**Te maken opdracht:** Zoek in het materiaal hieronder elke regel waarin de tekenreeks "field" voorkomt en schrijf die regels over. Het verschil tussen hoofdletters en kleine letters telt mee.

**Materiaal bij opdracht:**
- - -
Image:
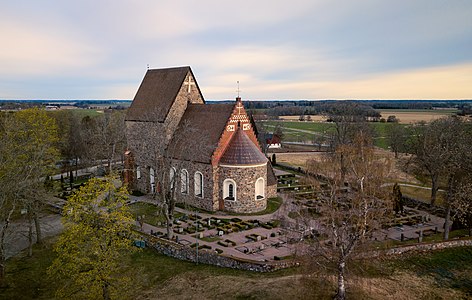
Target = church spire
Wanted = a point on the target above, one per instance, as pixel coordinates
(238, 91)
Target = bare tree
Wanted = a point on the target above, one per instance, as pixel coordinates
(435, 147)
(349, 214)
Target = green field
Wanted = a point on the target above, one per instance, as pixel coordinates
(314, 131)
(444, 274)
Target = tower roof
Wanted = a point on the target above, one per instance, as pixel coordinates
(242, 151)
(157, 93)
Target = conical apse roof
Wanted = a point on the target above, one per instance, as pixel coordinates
(242, 151)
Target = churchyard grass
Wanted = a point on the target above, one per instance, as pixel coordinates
(150, 213)
(423, 194)
(444, 274)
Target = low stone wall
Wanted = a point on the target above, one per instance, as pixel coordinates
(420, 248)
(178, 251)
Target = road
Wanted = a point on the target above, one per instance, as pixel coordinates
(17, 234)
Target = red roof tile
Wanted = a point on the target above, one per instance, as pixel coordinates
(242, 151)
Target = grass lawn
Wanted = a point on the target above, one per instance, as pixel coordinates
(273, 205)
(445, 274)
(423, 195)
(149, 211)
(380, 131)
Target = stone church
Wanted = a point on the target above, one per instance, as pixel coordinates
(215, 161)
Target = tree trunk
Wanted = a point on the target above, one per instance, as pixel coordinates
(434, 188)
(447, 222)
(39, 235)
(341, 293)
(110, 160)
(30, 235)
(169, 221)
(3, 260)
(105, 292)
(2, 269)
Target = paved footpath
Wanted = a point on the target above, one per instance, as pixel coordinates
(245, 248)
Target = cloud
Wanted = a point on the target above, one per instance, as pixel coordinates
(450, 82)
(29, 50)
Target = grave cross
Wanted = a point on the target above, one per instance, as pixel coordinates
(189, 83)
(239, 107)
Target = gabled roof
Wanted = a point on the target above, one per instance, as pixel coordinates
(242, 151)
(199, 131)
(156, 94)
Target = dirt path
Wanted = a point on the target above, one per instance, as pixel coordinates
(17, 236)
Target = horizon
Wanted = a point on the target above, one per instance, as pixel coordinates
(306, 50)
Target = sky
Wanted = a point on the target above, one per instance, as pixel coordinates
(298, 49)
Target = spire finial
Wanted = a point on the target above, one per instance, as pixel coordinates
(238, 90)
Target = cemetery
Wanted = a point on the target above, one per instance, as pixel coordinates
(272, 237)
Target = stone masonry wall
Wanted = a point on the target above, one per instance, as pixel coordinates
(180, 105)
(208, 257)
(190, 198)
(272, 191)
(245, 179)
(145, 138)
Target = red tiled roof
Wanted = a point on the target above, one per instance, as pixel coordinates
(242, 151)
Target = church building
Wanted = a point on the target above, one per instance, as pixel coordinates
(214, 159)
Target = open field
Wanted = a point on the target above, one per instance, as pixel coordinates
(295, 131)
(409, 116)
(442, 274)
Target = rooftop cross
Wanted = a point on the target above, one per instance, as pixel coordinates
(238, 90)
(239, 106)
(189, 83)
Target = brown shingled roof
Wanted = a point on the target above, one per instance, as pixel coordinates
(242, 151)
(199, 131)
(156, 94)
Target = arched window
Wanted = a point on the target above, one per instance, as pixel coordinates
(229, 189)
(260, 188)
(172, 177)
(152, 180)
(199, 184)
(184, 181)
(138, 172)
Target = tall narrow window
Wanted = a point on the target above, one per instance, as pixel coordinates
(199, 184)
(229, 189)
(152, 180)
(260, 188)
(172, 177)
(138, 172)
(184, 181)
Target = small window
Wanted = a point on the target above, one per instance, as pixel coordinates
(198, 184)
(260, 189)
(152, 180)
(184, 181)
(138, 172)
(229, 189)
(172, 177)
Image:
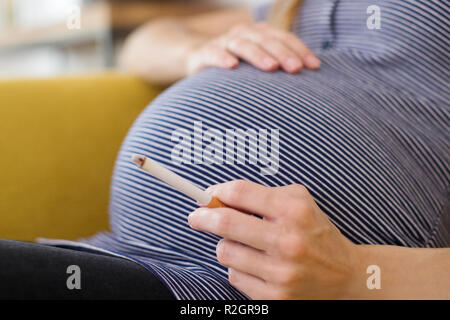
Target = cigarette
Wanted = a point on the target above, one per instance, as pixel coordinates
(177, 182)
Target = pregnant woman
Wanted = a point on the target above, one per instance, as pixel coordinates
(359, 97)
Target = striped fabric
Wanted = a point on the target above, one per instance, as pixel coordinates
(368, 135)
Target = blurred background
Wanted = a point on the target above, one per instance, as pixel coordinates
(51, 37)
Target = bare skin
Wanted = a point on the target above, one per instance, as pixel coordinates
(295, 252)
(181, 47)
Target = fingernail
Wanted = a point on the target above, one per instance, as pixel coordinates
(230, 63)
(293, 64)
(312, 61)
(269, 62)
(191, 216)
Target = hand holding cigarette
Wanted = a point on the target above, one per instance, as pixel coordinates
(177, 182)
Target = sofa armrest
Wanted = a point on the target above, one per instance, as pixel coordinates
(58, 141)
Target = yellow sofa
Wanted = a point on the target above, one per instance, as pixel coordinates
(58, 141)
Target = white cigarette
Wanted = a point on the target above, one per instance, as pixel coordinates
(177, 182)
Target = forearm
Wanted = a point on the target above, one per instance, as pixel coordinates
(406, 273)
(157, 51)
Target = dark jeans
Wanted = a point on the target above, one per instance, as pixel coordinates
(36, 271)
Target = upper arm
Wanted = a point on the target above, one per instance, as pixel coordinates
(218, 22)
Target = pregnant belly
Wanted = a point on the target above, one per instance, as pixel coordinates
(274, 129)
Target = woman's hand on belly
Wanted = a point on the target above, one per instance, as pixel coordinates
(264, 47)
(293, 252)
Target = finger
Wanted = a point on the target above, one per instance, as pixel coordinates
(245, 259)
(288, 59)
(250, 197)
(308, 57)
(212, 56)
(253, 287)
(234, 225)
(252, 53)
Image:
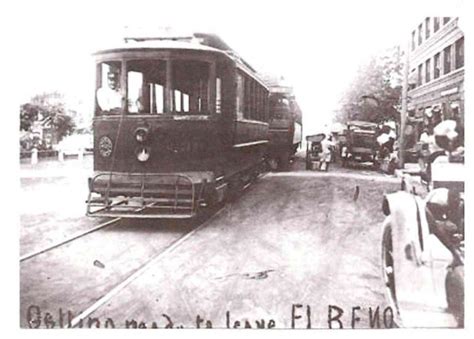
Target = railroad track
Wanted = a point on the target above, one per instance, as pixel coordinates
(97, 228)
(68, 240)
(140, 271)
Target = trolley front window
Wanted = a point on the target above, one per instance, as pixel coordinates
(109, 91)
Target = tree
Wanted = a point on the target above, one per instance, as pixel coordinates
(374, 95)
(48, 107)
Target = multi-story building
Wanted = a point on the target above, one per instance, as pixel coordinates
(436, 77)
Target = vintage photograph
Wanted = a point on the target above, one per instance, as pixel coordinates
(241, 165)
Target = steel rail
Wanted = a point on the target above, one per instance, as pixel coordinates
(140, 271)
(74, 237)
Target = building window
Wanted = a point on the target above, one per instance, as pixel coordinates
(428, 70)
(437, 66)
(459, 53)
(447, 60)
(420, 75)
(427, 28)
(420, 38)
(435, 24)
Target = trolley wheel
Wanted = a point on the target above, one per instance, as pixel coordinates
(272, 164)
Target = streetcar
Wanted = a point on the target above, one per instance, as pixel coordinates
(286, 129)
(181, 122)
(360, 143)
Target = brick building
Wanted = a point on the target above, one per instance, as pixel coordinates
(436, 75)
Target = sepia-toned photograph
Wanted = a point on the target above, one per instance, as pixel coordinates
(241, 165)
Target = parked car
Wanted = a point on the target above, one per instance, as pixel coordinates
(360, 143)
(76, 143)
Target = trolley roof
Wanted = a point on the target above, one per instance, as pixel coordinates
(205, 42)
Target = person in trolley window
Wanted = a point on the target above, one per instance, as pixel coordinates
(109, 97)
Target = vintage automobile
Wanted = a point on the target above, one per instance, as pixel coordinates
(423, 248)
(361, 143)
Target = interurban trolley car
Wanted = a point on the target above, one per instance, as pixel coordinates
(285, 124)
(180, 122)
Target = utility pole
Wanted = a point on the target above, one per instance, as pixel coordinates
(404, 112)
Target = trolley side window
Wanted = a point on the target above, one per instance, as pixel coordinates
(108, 88)
(240, 96)
(146, 86)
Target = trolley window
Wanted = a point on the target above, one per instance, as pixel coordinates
(146, 81)
(108, 88)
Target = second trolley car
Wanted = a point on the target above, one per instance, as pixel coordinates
(286, 129)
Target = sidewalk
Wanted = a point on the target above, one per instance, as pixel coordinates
(50, 168)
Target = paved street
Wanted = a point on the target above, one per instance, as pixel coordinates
(294, 241)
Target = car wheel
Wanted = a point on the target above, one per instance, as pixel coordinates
(388, 272)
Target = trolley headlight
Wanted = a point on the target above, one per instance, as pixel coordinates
(143, 153)
(142, 134)
(105, 146)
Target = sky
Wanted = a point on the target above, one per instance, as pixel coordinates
(316, 45)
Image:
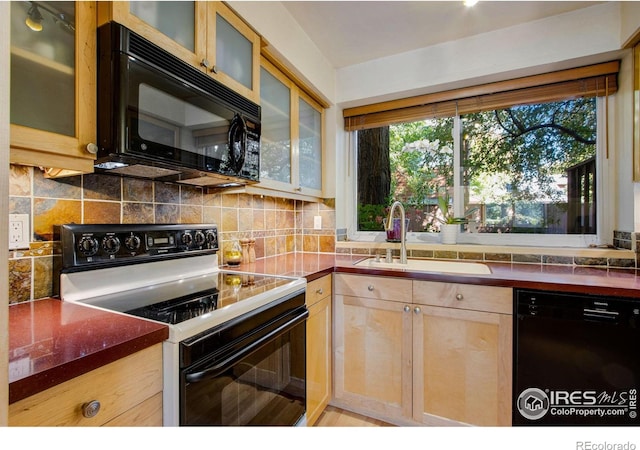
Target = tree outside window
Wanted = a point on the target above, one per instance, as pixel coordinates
(523, 169)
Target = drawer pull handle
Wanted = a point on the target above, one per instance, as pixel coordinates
(91, 409)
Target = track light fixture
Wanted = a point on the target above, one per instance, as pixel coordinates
(34, 18)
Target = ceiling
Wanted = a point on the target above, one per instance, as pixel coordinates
(351, 32)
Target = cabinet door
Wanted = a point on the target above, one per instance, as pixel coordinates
(372, 357)
(234, 51)
(180, 27)
(123, 389)
(318, 359)
(53, 84)
(462, 366)
(309, 151)
(275, 138)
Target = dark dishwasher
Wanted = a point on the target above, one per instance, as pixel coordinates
(575, 359)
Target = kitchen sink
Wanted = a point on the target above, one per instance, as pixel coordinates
(427, 265)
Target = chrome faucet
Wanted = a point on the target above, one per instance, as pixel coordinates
(403, 239)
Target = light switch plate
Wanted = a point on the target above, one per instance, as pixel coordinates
(18, 231)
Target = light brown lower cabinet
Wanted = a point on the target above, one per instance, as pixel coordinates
(399, 358)
(318, 301)
(128, 390)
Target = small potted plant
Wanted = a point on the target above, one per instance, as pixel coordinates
(449, 223)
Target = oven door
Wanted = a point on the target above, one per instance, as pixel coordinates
(251, 371)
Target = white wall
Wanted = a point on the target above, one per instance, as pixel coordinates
(540, 46)
(4, 210)
(289, 41)
(585, 36)
(581, 37)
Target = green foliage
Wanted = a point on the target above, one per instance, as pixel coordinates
(512, 162)
(371, 217)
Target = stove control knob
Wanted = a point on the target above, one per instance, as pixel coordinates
(132, 243)
(88, 246)
(212, 239)
(186, 238)
(199, 238)
(111, 244)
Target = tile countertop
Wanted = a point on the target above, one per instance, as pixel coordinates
(565, 278)
(51, 341)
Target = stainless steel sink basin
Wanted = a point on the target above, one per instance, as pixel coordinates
(427, 265)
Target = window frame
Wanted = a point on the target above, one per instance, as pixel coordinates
(605, 198)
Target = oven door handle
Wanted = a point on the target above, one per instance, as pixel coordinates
(219, 368)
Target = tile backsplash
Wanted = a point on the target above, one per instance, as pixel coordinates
(278, 225)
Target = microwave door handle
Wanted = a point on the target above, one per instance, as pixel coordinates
(217, 369)
(237, 133)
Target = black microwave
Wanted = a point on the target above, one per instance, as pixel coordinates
(160, 118)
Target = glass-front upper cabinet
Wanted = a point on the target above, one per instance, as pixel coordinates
(207, 35)
(275, 137)
(291, 145)
(53, 87)
(310, 143)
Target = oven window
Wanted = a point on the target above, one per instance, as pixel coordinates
(267, 387)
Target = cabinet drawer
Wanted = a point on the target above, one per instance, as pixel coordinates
(380, 288)
(464, 296)
(118, 386)
(318, 289)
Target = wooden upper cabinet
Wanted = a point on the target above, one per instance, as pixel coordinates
(53, 86)
(292, 144)
(207, 35)
(234, 51)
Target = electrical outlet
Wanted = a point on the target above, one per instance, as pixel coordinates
(18, 231)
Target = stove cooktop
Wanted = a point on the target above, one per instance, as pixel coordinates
(162, 272)
(226, 289)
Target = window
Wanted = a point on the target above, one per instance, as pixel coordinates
(522, 167)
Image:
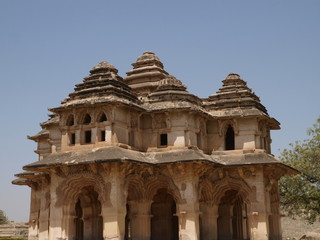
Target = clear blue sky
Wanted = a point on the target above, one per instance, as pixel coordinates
(46, 47)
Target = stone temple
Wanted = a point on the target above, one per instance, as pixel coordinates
(141, 158)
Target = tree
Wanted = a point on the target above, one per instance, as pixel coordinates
(300, 194)
(3, 217)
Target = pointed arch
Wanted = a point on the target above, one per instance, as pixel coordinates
(86, 119)
(229, 138)
(102, 117)
(70, 120)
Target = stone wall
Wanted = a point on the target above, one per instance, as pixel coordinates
(14, 230)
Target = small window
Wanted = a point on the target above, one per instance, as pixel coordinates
(72, 139)
(230, 139)
(163, 139)
(87, 136)
(103, 136)
(103, 118)
(70, 121)
(87, 119)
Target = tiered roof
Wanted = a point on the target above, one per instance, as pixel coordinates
(101, 86)
(235, 98)
(146, 73)
(172, 94)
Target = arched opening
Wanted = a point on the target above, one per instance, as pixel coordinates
(274, 217)
(229, 138)
(70, 121)
(103, 117)
(164, 223)
(232, 221)
(87, 119)
(88, 221)
(127, 234)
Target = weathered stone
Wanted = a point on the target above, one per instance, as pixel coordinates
(142, 158)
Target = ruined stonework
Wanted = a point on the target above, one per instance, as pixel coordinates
(142, 158)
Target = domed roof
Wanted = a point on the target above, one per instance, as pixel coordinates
(148, 56)
(170, 82)
(103, 66)
(148, 59)
(235, 94)
(146, 74)
(101, 86)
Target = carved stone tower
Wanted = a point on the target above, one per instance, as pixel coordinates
(142, 158)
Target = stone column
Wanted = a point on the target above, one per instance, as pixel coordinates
(188, 212)
(259, 216)
(225, 221)
(114, 209)
(188, 222)
(44, 216)
(56, 210)
(34, 211)
(209, 216)
(113, 223)
(140, 219)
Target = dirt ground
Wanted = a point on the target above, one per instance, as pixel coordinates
(296, 228)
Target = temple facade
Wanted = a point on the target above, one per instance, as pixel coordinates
(141, 158)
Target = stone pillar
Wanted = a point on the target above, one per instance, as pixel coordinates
(140, 220)
(114, 210)
(34, 212)
(225, 222)
(108, 135)
(209, 216)
(44, 216)
(188, 222)
(188, 212)
(259, 214)
(113, 223)
(56, 211)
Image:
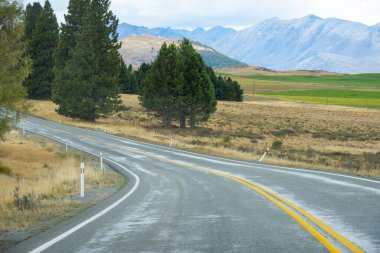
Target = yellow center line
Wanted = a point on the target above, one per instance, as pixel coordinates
(263, 191)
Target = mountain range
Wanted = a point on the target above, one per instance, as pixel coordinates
(139, 49)
(307, 43)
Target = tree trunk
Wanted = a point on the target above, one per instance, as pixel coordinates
(182, 122)
(192, 120)
(166, 121)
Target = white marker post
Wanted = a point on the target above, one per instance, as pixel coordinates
(263, 156)
(82, 179)
(101, 161)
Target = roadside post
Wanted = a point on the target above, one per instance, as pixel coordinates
(82, 179)
(101, 161)
(263, 156)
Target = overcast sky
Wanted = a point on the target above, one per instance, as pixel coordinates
(231, 13)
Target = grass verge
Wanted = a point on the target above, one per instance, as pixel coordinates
(40, 184)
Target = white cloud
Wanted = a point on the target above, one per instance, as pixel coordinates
(232, 13)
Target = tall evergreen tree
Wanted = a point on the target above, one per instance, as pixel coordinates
(162, 87)
(14, 66)
(31, 14)
(41, 49)
(67, 42)
(199, 95)
(90, 76)
(127, 79)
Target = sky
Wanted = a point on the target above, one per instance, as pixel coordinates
(237, 14)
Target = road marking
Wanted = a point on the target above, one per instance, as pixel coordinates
(270, 195)
(96, 216)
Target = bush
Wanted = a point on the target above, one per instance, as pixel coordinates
(5, 170)
(284, 132)
(277, 145)
(25, 202)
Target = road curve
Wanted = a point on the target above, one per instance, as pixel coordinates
(178, 201)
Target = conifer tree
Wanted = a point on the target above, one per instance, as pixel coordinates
(90, 76)
(162, 87)
(127, 79)
(14, 66)
(31, 14)
(199, 96)
(67, 42)
(41, 49)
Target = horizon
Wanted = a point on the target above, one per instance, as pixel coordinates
(239, 15)
(245, 27)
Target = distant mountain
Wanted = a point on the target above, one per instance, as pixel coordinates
(199, 34)
(144, 49)
(310, 43)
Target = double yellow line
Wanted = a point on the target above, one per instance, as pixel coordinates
(288, 207)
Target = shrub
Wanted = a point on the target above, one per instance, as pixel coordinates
(277, 145)
(5, 170)
(25, 202)
(284, 132)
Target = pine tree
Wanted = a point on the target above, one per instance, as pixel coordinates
(162, 87)
(90, 76)
(198, 92)
(67, 42)
(127, 79)
(14, 66)
(32, 12)
(41, 49)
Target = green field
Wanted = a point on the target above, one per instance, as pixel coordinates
(369, 99)
(359, 80)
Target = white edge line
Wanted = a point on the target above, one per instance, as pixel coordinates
(257, 165)
(96, 216)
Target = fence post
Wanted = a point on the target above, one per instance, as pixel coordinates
(82, 179)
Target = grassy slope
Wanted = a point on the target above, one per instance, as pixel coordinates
(359, 80)
(47, 177)
(370, 99)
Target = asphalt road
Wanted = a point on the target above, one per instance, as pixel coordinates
(177, 201)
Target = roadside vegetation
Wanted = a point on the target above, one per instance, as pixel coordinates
(40, 182)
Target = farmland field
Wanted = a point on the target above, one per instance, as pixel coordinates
(361, 90)
(370, 99)
(359, 80)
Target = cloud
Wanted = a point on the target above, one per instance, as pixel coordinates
(231, 13)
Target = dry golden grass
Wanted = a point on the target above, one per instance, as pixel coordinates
(243, 130)
(251, 70)
(47, 176)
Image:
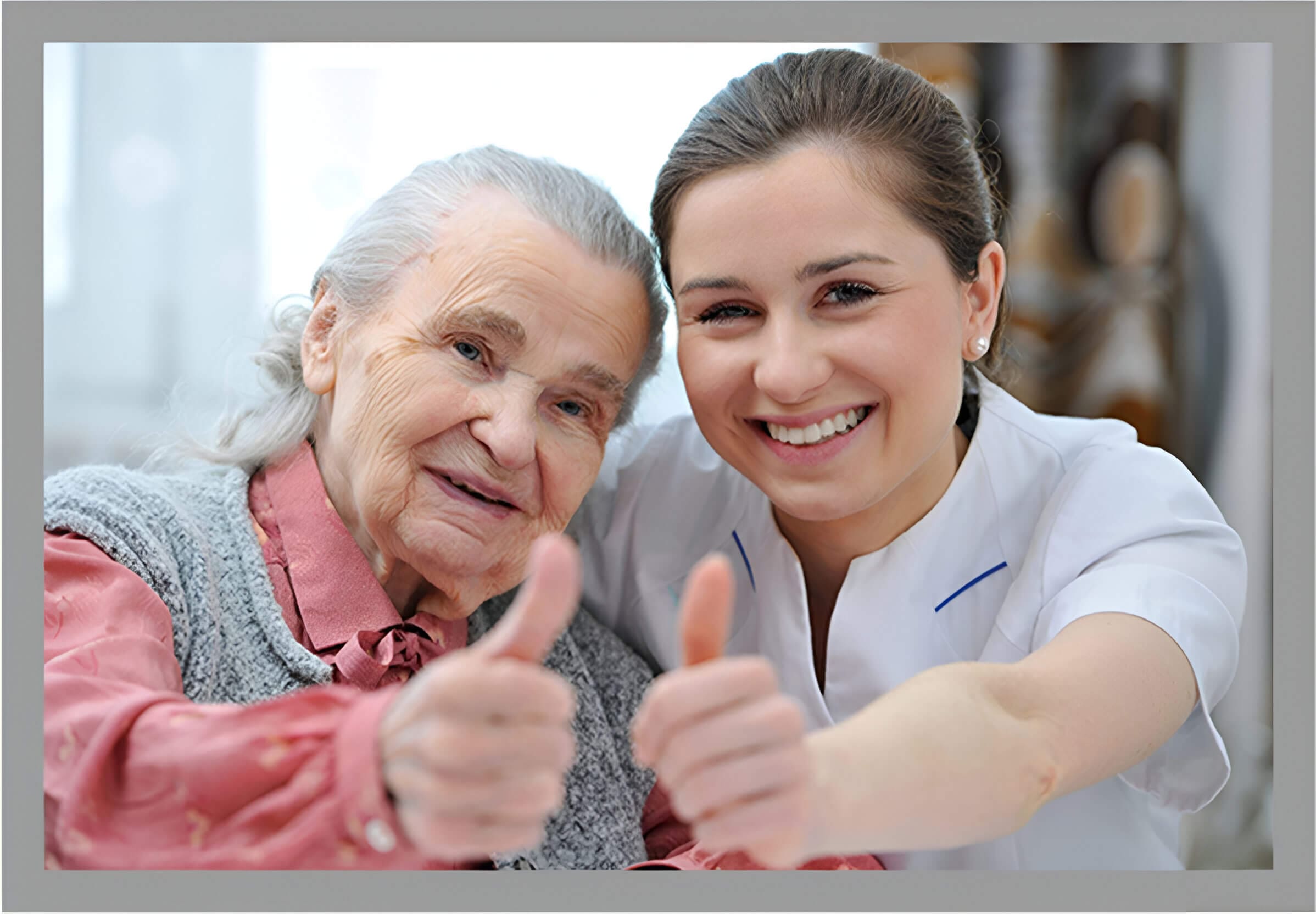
- - -
**Uitgewerkt antwoord:**
Target = green field
Target = open field
Target = green field
Target = farmland field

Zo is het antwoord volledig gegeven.